GIVEN DATA below:

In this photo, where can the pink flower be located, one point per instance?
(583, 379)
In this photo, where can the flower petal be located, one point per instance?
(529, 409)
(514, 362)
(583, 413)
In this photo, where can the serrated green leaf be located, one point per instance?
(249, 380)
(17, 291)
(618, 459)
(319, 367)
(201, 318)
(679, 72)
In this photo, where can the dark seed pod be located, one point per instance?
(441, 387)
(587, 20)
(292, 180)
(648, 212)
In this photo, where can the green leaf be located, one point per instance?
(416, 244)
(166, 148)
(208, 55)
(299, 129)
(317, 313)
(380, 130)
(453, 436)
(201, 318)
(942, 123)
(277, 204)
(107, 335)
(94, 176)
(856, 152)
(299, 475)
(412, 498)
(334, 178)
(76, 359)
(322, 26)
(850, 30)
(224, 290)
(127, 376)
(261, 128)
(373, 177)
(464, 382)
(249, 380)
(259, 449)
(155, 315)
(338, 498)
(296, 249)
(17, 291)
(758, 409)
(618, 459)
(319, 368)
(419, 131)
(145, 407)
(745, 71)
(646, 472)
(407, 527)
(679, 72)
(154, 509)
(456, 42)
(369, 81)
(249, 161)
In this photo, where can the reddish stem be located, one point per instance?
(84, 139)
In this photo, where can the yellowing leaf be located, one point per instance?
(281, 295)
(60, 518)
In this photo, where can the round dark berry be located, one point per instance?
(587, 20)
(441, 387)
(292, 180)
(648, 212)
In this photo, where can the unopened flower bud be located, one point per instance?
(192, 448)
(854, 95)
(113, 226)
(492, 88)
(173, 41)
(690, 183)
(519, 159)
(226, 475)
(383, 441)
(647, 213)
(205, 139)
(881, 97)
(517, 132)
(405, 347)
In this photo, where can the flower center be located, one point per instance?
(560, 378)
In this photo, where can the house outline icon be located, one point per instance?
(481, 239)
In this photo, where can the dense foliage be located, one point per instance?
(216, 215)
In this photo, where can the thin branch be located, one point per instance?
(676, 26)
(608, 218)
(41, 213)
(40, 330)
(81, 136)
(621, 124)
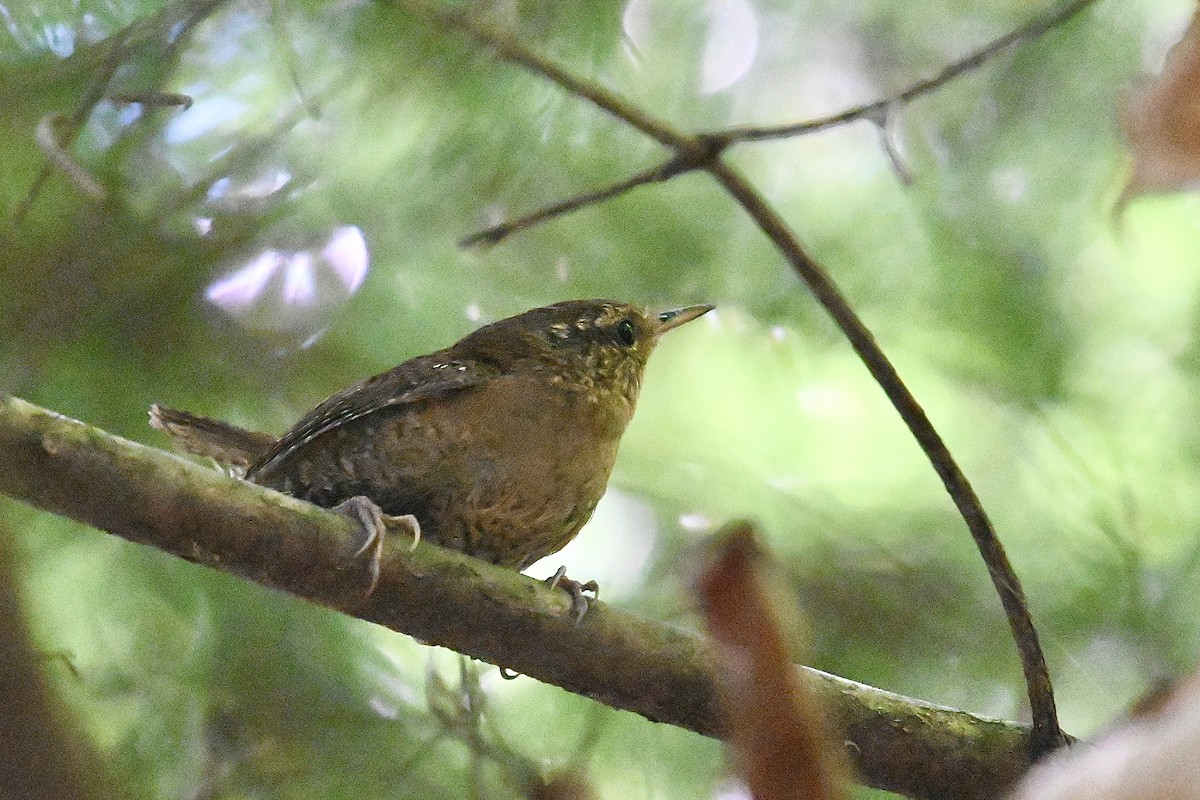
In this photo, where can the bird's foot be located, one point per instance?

End of GIVEN DATA.
GIVEN DATA below:

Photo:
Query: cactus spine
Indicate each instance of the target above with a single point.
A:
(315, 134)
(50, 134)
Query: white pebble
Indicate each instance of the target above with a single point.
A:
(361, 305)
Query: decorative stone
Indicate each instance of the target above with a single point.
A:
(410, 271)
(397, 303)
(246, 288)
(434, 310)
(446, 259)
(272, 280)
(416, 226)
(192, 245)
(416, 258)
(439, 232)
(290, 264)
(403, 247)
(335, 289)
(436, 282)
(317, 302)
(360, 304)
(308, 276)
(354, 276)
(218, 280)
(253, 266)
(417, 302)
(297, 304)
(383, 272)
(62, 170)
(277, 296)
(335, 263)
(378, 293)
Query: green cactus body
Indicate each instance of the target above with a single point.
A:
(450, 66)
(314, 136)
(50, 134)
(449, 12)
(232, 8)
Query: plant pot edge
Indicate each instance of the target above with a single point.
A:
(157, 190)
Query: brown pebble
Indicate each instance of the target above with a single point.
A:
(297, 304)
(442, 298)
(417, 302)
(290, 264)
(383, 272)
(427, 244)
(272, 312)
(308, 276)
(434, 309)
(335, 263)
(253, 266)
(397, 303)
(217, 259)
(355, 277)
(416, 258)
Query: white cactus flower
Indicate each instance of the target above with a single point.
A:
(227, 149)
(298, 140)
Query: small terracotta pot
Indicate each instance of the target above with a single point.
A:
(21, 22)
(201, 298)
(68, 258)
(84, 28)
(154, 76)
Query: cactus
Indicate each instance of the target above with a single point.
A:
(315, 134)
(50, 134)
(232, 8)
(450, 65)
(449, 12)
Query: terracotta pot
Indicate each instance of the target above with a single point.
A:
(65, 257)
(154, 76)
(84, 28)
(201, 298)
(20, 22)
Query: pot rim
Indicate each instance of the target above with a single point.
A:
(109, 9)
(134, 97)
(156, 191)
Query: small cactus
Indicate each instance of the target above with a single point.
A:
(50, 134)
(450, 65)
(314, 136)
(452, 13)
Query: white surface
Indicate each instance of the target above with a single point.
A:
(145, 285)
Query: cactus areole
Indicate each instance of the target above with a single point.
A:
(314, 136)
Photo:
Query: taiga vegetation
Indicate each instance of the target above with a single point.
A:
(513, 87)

End of GIVEN DATA.

- [WHAT IS NEEDED] Return every line of the data above in which "white" appears.

- [EXERCISE RESULT]
Query: white pebble
Query: white cactus flower
Query: white surface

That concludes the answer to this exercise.